* [Requirement]
Your answer must be the full set of records, repeated exactly.
=== Source records ===
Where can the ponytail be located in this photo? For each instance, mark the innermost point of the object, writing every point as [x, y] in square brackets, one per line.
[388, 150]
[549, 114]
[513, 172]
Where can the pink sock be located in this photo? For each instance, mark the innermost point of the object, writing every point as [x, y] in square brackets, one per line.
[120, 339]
===
* [Written solution]
Where can the ponytail be located in this photo? For each instance, mark the innermost point of the object, writing every point as [x, y] in square brackets, one per line.
[388, 150]
[549, 114]
[513, 172]
Where can the pink sock be located in this photo? For each instance, mark the innermost point of the object, writing every point as [x, y] in square brackets, one per line.
[120, 339]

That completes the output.